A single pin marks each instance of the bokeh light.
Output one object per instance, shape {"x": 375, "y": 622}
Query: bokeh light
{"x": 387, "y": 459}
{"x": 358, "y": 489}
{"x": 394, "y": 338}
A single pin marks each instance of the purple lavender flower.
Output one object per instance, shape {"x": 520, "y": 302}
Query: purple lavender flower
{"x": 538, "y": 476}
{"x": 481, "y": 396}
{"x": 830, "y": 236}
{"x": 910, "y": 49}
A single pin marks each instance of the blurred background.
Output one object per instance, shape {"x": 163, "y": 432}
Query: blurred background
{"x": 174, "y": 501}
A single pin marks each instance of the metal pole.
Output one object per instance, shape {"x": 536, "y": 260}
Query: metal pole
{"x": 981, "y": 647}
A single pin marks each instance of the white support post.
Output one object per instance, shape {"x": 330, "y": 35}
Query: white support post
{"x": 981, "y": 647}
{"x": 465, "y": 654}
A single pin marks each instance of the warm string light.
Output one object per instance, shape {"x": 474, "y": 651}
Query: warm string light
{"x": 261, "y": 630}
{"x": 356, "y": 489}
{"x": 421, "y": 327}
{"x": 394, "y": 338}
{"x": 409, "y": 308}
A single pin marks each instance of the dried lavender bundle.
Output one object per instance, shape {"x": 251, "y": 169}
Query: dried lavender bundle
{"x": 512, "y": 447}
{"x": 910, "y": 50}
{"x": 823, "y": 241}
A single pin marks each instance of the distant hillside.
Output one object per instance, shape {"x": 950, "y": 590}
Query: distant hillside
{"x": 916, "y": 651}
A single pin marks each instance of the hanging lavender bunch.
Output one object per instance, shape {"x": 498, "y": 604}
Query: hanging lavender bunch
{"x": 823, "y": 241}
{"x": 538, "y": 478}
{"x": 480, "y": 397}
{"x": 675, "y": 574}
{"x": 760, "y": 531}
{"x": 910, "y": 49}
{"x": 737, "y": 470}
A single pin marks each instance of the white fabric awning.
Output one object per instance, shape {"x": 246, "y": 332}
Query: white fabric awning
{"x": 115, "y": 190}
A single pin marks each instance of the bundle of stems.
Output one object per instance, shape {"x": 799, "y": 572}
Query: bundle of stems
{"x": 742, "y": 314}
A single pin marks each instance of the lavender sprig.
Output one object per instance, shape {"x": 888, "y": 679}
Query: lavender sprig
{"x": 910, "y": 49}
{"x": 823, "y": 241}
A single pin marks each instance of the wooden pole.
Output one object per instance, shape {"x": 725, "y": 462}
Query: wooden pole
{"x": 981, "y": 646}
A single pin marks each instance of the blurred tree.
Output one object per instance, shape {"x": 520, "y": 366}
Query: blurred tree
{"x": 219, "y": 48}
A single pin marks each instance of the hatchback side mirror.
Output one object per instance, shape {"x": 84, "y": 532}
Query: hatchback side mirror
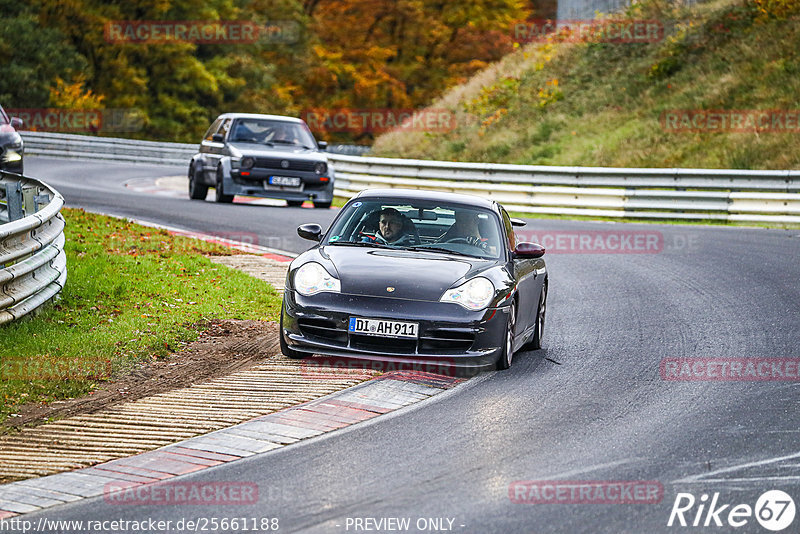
{"x": 528, "y": 250}
{"x": 311, "y": 231}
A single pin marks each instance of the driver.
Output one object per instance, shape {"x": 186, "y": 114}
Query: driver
{"x": 390, "y": 229}
{"x": 467, "y": 228}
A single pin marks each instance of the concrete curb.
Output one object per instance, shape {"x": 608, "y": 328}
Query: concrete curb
{"x": 364, "y": 401}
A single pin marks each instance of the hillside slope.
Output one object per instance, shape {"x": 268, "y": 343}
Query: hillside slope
{"x": 614, "y": 104}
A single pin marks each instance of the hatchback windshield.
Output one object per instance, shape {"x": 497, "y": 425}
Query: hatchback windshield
{"x": 269, "y": 132}
{"x": 437, "y": 227}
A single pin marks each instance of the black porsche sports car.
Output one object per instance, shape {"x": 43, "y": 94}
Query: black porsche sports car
{"x": 419, "y": 277}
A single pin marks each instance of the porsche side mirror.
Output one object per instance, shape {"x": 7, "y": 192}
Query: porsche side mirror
{"x": 528, "y": 250}
{"x": 311, "y": 231}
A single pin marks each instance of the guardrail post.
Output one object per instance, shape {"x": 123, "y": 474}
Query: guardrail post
{"x": 14, "y": 201}
{"x": 28, "y": 203}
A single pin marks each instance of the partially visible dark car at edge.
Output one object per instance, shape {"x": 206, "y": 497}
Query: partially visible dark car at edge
{"x": 437, "y": 298}
{"x": 11, "y": 145}
{"x": 267, "y": 156}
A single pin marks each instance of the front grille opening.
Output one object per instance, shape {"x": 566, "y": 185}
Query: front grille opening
{"x": 385, "y": 345}
{"x": 322, "y": 328}
{"x": 275, "y": 163}
{"x": 446, "y": 339}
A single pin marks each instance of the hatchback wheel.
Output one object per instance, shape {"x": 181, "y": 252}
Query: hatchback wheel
{"x": 220, "y": 195}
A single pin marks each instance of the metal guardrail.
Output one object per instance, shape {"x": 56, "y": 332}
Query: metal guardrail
{"x": 33, "y": 265}
{"x": 690, "y": 194}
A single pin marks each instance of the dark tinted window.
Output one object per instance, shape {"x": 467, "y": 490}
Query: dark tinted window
{"x": 512, "y": 238}
{"x": 441, "y": 227}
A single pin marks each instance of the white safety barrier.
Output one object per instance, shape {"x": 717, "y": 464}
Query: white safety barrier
{"x": 690, "y": 194}
{"x": 33, "y": 265}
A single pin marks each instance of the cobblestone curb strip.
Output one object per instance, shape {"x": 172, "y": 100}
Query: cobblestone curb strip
{"x": 338, "y": 410}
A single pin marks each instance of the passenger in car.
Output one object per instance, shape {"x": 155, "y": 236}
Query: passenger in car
{"x": 394, "y": 229}
{"x": 466, "y": 227}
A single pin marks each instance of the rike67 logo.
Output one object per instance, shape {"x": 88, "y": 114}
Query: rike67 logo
{"x": 774, "y": 510}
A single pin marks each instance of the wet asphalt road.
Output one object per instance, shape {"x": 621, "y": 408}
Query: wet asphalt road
{"x": 592, "y": 405}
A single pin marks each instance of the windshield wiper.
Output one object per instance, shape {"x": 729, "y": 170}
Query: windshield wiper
{"x": 361, "y": 244}
{"x": 283, "y": 142}
{"x": 440, "y": 249}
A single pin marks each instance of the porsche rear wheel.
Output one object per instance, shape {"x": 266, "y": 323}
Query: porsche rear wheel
{"x": 508, "y": 350}
{"x": 538, "y": 334}
{"x": 220, "y": 195}
{"x": 197, "y": 190}
{"x": 286, "y": 349}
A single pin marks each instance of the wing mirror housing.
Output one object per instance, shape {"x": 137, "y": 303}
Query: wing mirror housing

————

Please rewrite all of the lines above as a numbered list, skipping any blank lines, and leave the pictures out of your answer.

1. A single pin marks each instance of the bokeh light.
2. Output one object per instance, shape {"x": 375, "y": 622}
3. Query: bokeh light
4. {"x": 387, "y": 459}
5. {"x": 358, "y": 489}
6. {"x": 394, "y": 338}
7. A single pin marks each instance of the purple lavender flower.
8. Output one object per instance, shape {"x": 520, "y": 302}
9. Query: purple lavender flower
10. {"x": 538, "y": 476}
11. {"x": 481, "y": 396}
12. {"x": 830, "y": 236}
13. {"x": 910, "y": 49}
14. A single pin marks each instance of the blurred background.
15. Output one object per instance, shape {"x": 163, "y": 432}
16. Query: blurred background
17. {"x": 174, "y": 501}
18. A single pin marks each instance of the metal pole.
19. Output one object per instance, shape {"x": 536, "y": 260}
20. Query: metal pole
21. {"x": 981, "y": 647}
22. A single pin marks each instance of the white support post.
23. Output one object per instance, shape {"x": 330, "y": 35}
24. Query: white support post
25. {"x": 981, "y": 647}
26. {"x": 465, "y": 654}
27. A single pin marks each instance of the warm string light.
28. Output one object per instance, shape {"x": 474, "y": 651}
29. Query: warm string light
30. {"x": 261, "y": 630}
31. {"x": 356, "y": 489}
32. {"x": 421, "y": 327}
33. {"x": 394, "y": 338}
34. {"x": 409, "y": 308}
35. A single pin marks each instance of the dried lavender bundle.
36. Output one object per instance, shape {"x": 251, "y": 169}
37. Query: dried lavender bundle
38. {"x": 512, "y": 447}
39. {"x": 910, "y": 50}
40. {"x": 823, "y": 241}
41. A single pin marks each instance of the distant hillside.
42. Output one object per instance, shape {"x": 950, "y": 590}
43. Query: distant hillside
44. {"x": 916, "y": 651}
45. A single pin marks each instance of the hanging lavender bunch.
46. Output one object per instance, shape {"x": 498, "y": 604}
47. Query: hanging lavender bunch
48. {"x": 823, "y": 241}
49. {"x": 538, "y": 478}
50. {"x": 480, "y": 397}
51. {"x": 675, "y": 574}
52. {"x": 760, "y": 531}
53. {"x": 910, "y": 49}
54. {"x": 737, "y": 470}
55. A single pin marks each instance of the white fabric awning.
56. Output one object per instance, shape {"x": 246, "y": 332}
57. Query: white fabric awning
58. {"x": 115, "y": 190}
59. A single pin marks each instance of the bundle of stems.
60. Output one object per instance, shape {"x": 799, "y": 572}
61. Query: bundle of stems
62. {"x": 742, "y": 314}
63. A single pin marks each instance of the lavender sprig.
64. Output one object per instance, shape {"x": 888, "y": 679}
65. Query: lavender sprig
66. {"x": 910, "y": 49}
67. {"x": 823, "y": 241}
68. A single pin marks each instance of the wooden pole.
69. Output one object per instance, shape {"x": 725, "y": 462}
70. Query: wooden pole
71. {"x": 981, "y": 646}
72. A single pin marks each instance of the blurred tree.
73. Output one object per instance, shape {"x": 520, "y": 366}
74. Query: blurred tree
75. {"x": 219, "y": 48}
76. A single pin marks each instance of the hatchback side mirror.
77. Output one object per instance, shape {"x": 84, "y": 532}
78. Query: hatchback side mirror
79. {"x": 528, "y": 250}
80. {"x": 311, "y": 231}
81. A single pin marks each instance of the driver.
82. Output one object per instance, shape {"x": 186, "y": 114}
83. Query: driver
84. {"x": 390, "y": 229}
85. {"x": 467, "y": 228}
86. A single pin marks each instance of the concrete curb.
87. Output one object per instance, shape {"x": 608, "y": 328}
88. Query: concrete curb
89. {"x": 364, "y": 401}
90. A single pin marks each instance of the hillside slope.
91. Output one object per instance, shape {"x": 268, "y": 343}
92. Query: hillside slope
93. {"x": 614, "y": 104}
94. A single pin marks each instance of the hatchback windshield.
95. Output one object per instance, shape {"x": 497, "y": 425}
96. Query: hatchback windshield
97. {"x": 269, "y": 132}
98. {"x": 437, "y": 227}
99. A single pin marks each instance of the black porsche sports car.
100. Output one object per instance, shape {"x": 43, "y": 94}
101. Query: black porsche sports car
102. {"x": 419, "y": 277}
103. A single pin marks each instance of the porsche side mirror.
104. Output one object per instance, shape {"x": 7, "y": 192}
105. Query: porsche side mirror
106. {"x": 528, "y": 250}
107. {"x": 311, "y": 231}
108. A single pin marks each instance of the guardrail post.
109. Output one object per instance, shape {"x": 123, "y": 474}
110. Query: guardrail post
111. {"x": 14, "y": 201}
112. {"x": 28, "y": 203}
113. A single pin marks each instance of the partially visible dark car at edge.
114. Output one object per instance, shape {"x": 206, "y": 497}
115. Query: partially visible dark car at edge
116. {"x": 437, "y": 298}
117. {"x": 11, "y": 145}
118. {"x": 267, "y": 156}
119. A single pin marks each instance of the front grille opening.
120. Output one object per instance, shape {"x": 566, "y": 185}
121. Query: front grille opening
122. {"x": 385, "y": 345}
123. {"x": 322, "y": 328}
124. {"x": 275, "y": 163}
125. {"x": 446, "y": 339}
126. A single pin marks each instance of the hatchback wheel.
127. Output one object per instance, shape {"x": 181, "y": 252}
128. Query: hatchback wheel
129. {"x": 220, "y": 195}
130. A single pin marks each instance of the metal guardrail.
131. Output one object per instance, shape {"x": 56, "y": 332}
132. Query: metal guardrail
133. {"x": 33, "y": 265}
134. {"x": 690, "y": 194}
135. A single pin marks each instance of the dark tinted window.
136. Output one object per instance, shape {"x": 467, "y": 490}
137. Query: dark tinted window
138. {"x": 512, "y": 238}
139. {"x": 441, "y": 227}
140. A single pin marks each instance of the white safety barrier.
141. Output one object per instance, shape {"x": 717, "y": 464}
142. Query: white safety barrier
143. {"x": 690, "y": 194}
144. {"x": 33, "y": 265}
145. A single pin marks each instance of the cobblestone curb strip.
146. Output one object per instance, shape {"x": 172, "y": 100}
147. Query: cobblestone curb strip
148. {"x": 338, "y": 410}
149. A single pin marks each instance of the passenger in car.
150. Output one object per instance, shape {"x": 155, "y": 236}
151. Query: passenger in car
152. {"x": 394, "y": 229}
153. {"x": 466, "y": 227}
154. A single pin marks each instance of the rike67 logo.
155. Output one object per instance, shape {"x": 88, "y": 114}
156. Query: rike67 logo
157. {"x": 774, "y": 510}
158. A single pin marks each instance of the wet asphalt road.
159. Output one object per instance, shape {"x": 621, "y": 408}
160. Query: wet asphalt road
161. {"x": 592, "y": 405}
162. A single pin marks each instance of the windshield wiper.
163. Output one object per instance, shape {"x": 729, "y": 170}
164. Query: windshield wiper
165. {"x": 361, "y": 244}
166. {"x": 283, "y": 142}
167. {"x": 440, "y": 249}
168. A single pin marks each instance of the porsche rear wheel.
169. Output one object per instance, shape {"x": 266, "y": 323}
170. Query: porsche rear wheel
171. {"x": 508, "y": 350}
172. {"x": 538, "y": 334}
173. {"x": 220, "y": 195}
174. {"x": 197, "y": 190}
175. {"x": 286, "y": 349}
176. A single pin marks each instance of the wing mirror housing.
177. Output one object per instance, shape {"x": 137, "y": 303}
178. Query: wing mirror housing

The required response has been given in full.